• [Given task] Return only the line that contains "task | indicate the truck wheel, one" and each line after it, through the last line of the data below, copied exactly.
##### Provided data
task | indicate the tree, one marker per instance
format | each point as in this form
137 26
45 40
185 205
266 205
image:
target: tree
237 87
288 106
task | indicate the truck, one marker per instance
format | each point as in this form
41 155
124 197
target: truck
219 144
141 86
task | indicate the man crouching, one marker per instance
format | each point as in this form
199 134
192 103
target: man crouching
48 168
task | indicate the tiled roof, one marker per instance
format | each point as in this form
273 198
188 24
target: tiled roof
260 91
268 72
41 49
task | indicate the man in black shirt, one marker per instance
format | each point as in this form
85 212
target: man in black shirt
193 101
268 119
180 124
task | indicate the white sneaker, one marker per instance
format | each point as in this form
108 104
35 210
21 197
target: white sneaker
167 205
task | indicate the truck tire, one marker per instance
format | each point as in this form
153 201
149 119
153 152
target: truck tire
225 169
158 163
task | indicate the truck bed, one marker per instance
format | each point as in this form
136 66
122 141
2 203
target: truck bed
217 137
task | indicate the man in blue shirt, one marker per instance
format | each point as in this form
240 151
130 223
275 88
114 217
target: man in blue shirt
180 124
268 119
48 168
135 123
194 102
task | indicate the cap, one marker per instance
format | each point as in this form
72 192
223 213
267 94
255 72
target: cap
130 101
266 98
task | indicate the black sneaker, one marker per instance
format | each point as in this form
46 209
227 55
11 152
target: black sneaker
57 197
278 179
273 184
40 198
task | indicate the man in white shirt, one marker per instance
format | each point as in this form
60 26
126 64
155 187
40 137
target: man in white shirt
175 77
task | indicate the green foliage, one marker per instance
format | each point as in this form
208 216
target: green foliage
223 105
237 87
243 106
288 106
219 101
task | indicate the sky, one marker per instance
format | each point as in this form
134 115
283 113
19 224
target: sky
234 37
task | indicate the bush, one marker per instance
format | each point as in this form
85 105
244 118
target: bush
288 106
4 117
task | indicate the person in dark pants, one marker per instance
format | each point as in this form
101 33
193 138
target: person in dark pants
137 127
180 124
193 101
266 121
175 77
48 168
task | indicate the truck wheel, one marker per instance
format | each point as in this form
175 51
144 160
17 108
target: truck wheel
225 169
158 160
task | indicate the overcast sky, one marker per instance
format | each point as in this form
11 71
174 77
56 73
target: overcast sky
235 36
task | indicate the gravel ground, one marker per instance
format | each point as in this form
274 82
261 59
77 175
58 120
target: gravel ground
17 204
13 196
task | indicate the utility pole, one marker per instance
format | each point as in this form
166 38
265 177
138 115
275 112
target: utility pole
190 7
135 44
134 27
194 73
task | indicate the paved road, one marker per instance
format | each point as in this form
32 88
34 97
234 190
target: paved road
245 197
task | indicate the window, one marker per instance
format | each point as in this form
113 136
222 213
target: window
##########
• [Solution to this exercise]
task | indicate the truck wheel, one marker per instance
format | each point as in this form
175 51
144 160
17 108
target: truck wheel
225 169
158 160
task | indicate the overcast sky, one marker per instance
format | each point as in this form
11 71
174 77
56 73
target: overcast sky
235 36
task | indicate the gravel ground, one marker per instance
format | each point as in this form
274 82
261 59
77 175
58 120
target: gravel ground
17 204
13 196
task | indicate the utility pole, one marker per instance
format | each point as in this form
166 38
265 177
138 115
275 112
target: utility pole
190 7
135 44
134 27
194 73
task | indicate the paved road, one marker per instance
format | each point as in this form
32 88
34 97
234 190
target: paved road
245 197
task | indicate the window, one marker per instance
format | each point as in this form
113 136
222 213
target: window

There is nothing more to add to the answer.